▸ **THE TASK**
Write out every one of the records below without changing a single word.

▸ **EXTRACTED MATERIAL**
────────────────────

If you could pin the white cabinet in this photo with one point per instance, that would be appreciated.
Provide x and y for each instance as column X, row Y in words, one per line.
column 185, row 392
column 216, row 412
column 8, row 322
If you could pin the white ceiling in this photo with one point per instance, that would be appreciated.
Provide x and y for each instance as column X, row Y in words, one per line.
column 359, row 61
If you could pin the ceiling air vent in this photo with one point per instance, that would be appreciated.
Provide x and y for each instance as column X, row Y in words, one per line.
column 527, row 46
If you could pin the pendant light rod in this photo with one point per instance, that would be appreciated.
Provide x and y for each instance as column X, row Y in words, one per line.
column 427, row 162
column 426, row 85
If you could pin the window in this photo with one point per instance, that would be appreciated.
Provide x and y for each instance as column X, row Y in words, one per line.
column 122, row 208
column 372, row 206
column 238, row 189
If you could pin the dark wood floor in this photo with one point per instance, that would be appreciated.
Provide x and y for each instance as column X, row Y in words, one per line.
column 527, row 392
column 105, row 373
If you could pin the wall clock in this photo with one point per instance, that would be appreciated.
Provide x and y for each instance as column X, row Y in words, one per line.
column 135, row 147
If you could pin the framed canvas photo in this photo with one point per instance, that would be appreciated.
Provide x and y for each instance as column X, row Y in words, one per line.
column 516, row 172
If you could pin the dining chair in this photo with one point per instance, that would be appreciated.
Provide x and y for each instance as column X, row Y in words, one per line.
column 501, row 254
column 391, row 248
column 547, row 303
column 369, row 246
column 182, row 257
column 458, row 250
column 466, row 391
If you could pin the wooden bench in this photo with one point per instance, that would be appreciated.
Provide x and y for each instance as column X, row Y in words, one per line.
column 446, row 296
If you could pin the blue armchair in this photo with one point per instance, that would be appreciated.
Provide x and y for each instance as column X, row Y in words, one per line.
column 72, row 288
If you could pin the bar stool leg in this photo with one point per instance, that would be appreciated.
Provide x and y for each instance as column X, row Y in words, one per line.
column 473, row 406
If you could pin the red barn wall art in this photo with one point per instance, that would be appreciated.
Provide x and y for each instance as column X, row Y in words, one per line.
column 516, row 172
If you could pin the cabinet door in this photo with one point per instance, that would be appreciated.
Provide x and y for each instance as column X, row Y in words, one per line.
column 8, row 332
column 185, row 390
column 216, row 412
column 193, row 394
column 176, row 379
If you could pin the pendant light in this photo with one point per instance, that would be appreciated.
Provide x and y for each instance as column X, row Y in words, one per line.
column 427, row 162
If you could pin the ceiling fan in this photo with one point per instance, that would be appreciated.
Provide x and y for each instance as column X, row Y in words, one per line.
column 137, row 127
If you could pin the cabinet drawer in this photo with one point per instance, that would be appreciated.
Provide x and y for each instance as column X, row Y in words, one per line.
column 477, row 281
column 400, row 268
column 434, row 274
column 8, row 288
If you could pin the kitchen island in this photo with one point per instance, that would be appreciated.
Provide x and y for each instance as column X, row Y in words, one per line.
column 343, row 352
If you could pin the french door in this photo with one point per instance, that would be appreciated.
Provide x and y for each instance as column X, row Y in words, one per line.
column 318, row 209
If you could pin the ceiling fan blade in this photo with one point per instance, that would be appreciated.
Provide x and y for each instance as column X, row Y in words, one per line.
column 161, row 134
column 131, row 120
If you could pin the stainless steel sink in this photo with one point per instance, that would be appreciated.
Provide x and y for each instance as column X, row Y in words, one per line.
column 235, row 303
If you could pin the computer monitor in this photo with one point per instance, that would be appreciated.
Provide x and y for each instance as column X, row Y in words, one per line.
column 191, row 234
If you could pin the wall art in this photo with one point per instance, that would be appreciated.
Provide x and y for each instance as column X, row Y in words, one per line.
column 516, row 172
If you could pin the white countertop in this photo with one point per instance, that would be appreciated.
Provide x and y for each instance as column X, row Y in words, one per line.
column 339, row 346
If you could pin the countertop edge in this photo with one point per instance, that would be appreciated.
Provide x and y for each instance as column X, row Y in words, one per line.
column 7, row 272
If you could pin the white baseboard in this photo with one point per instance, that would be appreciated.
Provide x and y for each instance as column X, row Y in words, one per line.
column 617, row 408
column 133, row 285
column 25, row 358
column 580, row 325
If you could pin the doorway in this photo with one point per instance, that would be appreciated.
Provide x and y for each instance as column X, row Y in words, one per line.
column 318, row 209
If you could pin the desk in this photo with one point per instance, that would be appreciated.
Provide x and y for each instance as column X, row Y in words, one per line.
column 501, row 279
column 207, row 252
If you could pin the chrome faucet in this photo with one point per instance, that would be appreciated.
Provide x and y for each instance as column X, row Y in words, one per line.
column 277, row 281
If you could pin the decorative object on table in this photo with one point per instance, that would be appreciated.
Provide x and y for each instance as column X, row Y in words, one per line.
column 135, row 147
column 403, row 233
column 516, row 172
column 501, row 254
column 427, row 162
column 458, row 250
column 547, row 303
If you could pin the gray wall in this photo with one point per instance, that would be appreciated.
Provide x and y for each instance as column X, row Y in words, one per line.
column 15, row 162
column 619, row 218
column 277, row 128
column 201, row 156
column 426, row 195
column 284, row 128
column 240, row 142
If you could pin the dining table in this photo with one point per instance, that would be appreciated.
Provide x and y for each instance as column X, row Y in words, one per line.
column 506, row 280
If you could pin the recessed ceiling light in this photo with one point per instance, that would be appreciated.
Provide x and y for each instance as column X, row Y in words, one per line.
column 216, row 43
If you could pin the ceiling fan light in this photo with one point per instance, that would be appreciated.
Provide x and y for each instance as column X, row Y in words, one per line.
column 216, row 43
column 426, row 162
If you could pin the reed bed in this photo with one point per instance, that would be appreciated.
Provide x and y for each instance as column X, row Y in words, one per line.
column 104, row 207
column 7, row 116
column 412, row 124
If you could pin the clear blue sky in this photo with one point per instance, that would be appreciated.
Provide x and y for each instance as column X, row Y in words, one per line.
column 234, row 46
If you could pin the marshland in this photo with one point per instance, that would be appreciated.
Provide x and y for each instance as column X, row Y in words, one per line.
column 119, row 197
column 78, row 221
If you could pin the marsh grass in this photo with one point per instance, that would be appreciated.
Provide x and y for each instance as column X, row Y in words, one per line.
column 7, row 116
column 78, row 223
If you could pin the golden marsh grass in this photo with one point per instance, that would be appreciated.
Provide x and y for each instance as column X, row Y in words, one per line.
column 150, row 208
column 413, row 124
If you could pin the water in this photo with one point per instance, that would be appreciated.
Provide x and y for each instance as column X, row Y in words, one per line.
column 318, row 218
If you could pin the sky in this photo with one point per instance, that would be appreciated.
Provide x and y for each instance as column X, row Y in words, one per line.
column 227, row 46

────────────────────

▸ **WRITTEN ANSWER**
If you could pin the white cabinet in this photo with one point per instance, that would be appreciated.
Provide x and y for each instance as column X, row Y in words, one per line.
column 185, row 392
column 216, row 412
column 8, row 322
If you could pin the white ceiling in this photo with one point per instance, that would be appreciated.
Provide x and y for each instance as column X, row Y in words, one per line.
column 359, row 61
If you could pin the ceiling air vent in this photo with one point per instance, that would be appreciated.
Provide x and y for each instance as column X, row Y in words, one per line.
column 527, row 46
If you could pin the pendant light rod in this photo with one point per instance, that would be appreciated.
Provide x and y for each instance as column X, row Y in words, one per line.
column 427, row 162
column 426, row 85
If you could pin the window in this photo with one point per instance, that would be appreciated.
Provide x and y for each instance as column X, row Y in words, one per line.
column 122, row 208
column 372, row 206
column 238, row 189
If you could pin the dark wood floor in this photo with one point per instance, that would be appreciated.
Provide x and y for each instance as column X, row Y in words, one per line.
column 527, row 392
column 105, row 373
If you could pin the wall clock in this photo with one point per instance, that would be appreciated.
Provide x and y for each instance as column X, row Y in words, one per line.
column 135, row 147
If you could pin the framed canvas photo in this photo with one point per instance, that would be appreciated.
Provide x and y for each instance as column X, row Y in words, one per line.
column 516, row 172
If you could pin the dining chair in this photo with one point per instance, that would be appreciated.
Provide x and y for each instance as column X, row Y in words, one per line.
column 501, row 254
column 391, row 248
column 547, row 303
column 369, row 246
column 182, row 257
column 458, row 250
column 466, row 391
If you could pin the wooden bench in this photo with one point per instance, that would be appreciated.
Provide x and y for each instance as column X, row Y in words, one per line.
column 446, row 296
If you could pin the blue armchair in this photo with one point per instance, that would be appreciated.
Provide x and y for each instance as column X, row Y in words, one per line.
column 72, row 288
If you could pin the bar stool leg in this photo with one point per instance, that would be appreciated.
Provide x and y for each instance as column X, row Y in words, one per line.
column 473, row 406
If you could pin the red barn wall art in this photo with one point per instance, that would be appreciated.
Provide x and y for each instance as column X, row Y in words, one per line.
column 516, row 172
If you could pin the cabinet door in this photo with one point per instance, that would be appreciated.
Provide x and y for each instance as column X, row Y in words, one per line.
column 8, row 332
column 185, row 390
column 216, row 412
column 193, row 394
column 176, row 379
If you could pin the pendant light in this photo with one point per instance, that would be appreciated.
Provide x and y for each instance as column X, row Y in words, one per line.
column 427, row 162
If you could pin the ceiling fan in this photo with one point per instance, that would be appreciated.
Provide x and y for each instance as column X, row Y in words, one per line.
column 137, row 127
If you could pin the cabinet drawer in this photo with one point per instance, that would be appreciated.
Provide x and y for each instance as column X, row Y in words, one per line.
column 477, row 281
column 400, row 268
column 434, row 274
column 8, row 288
If you could pin the kitchen island in this photo with one point per instance, that would be appreciated.
Provide x and y for each instance as column X, row Y in words, one per line.
column 343, row 352
If you could pin the french door in this photo with one point per instance, that would be appreciated.
Provide x and y for each instance as column X, row Y in words, one per line.
column 318, row 209
If you could pin the ceiling fan blade in this photo with one point per instance, that would be appreciated.
Provide x and y for each instance as column X, row Y in words, one per line.
column 161, row 134
column 131, row 120
If you could pin the stainless steel sink in this photo with one point per instance, that would be appreciated.
Provide x and y for each instance as column X, row Y in words, one per line.
column 235, row 303
If you could pin the computer monitor in this photo with one point per instance, that would be appreciated.
Provide x and y for each instance as column X, row Y in words, one per line.
column 191, row 234
If you could pin the wall art in this photo with one point per instance, that would be appreciated.
Provide x and y for each instance as column X, row Y in words, one per line.
column 516, row 172
If you could pin the white countertop in this photo with one point per instance, that would be appreciated.
Provide x and y for each instance as column X, row Y in words, one per line.
column 339, row 346
If you could pin the countertop edge in this photo with one point per instance, that would be appreciated.
Provide x and y for each instance as column X, row Y in words, one per line.
column 7, row 272
If you could pin the white baseboard in this photo with one point per instance, that would be appreciated.
Provide x and y for each instance as column X, row Y in words, one per line.
column 617, row 408
column 133, row 285
column 25, row 358
column 580, row 325
If you could pin the doorway in this photo with one point per instance, that would be appreciated.
Provide x and y for each instance as column X, row Y in words, one per line.
column 318, row 209
If you could pin the desk in this photo with one point per instance, that would be appreciated.
Provide x and y for each instance as column X, row Y in words, one per line.
column 501, row 279
column 207, row 252
If you could pin the chrome faucet in this photo with one point per instance, that would be appreciated.
Provide x and y for each instance as column X, row Y in words, one per line.
column 277, row 281
If you could pin the decorative object on table in this photo with one point per instance, that would be appreciated.
Provide x and y for each instance as column X, row Y in words, one per line.
column 135, row 147
column 403, row 233
column 516, row 172
column 501, row 254
column 427, row 162
column 458, row 250
column 547, row 303
If you could pin the gray wall in this photo with one point per instance, that would be appreciated.
Provide x and y for each instance as column X, row Y in words, one per line.
column 15, row 162
column 619, row 218
column 277, row 128
column 201, row 156
column 426, row 195
column 284, row 128
column 240, row 142
If you could pin the dining table in this photo with one point per instance, that would be appreciated.
Provide x and y for each instance as column X, row Y in words, one per line.
column 506, row 280
If you could pin the recessed ceiling light in this photo with one point per instance, that would be appreciated.
Provide x and y for each instance as column X, row Y in words, one per line.
column 216, row 43
If you could pin the ceiling fan light in this photo with one point per instance, that would be appreciated.
Provide x and y for each instance as column X, row Y in words, one per line.
column 216, row 43
column 426, row 162
If you could pin the reed bed in this photo with one point per instance, that would be appreciated.
Provide x and y for each instance as column X, row Y in words, one per line.
column 104, row 207
column 7, row 116
column 412, row 124
If you could pin the clear blue sky in this photo with one point per instance, that would be appreciated.
Provide x and y for each instance as column X, row Y in words, one per line.
column 234, row 46
If you could pin the marshland in this photo with one point per instance, that would be appreciated.
Provide x and y for each instance as column X, row Y in words, one per line.
column 119, row 197
column 78, row 221
If you could pin the marsh grass in this photo with one point per instance, that would be appreciated.
Provide x and y for each instance as column X, row Y in words, one per line.
column 7, row 116
column 78, row 223
If you could pin the golden marsh grass in this photo with one point per instance, that would be appreciated.
Provide x and y for each instance as column X, row Y in words, one per line.
column 150, row 208
column 413, row 124
If you could pin the water in this photo with one point per instance, that would be appreciated.
Provide x and y for each instance as column X, row Y in words, one per line.
column 318, row 218
If you could pin the sky in this photo with one point per instance, that would be appreciated.
Provide x and y for each instance as column X, row Y in words, one per line.
column 227, row 46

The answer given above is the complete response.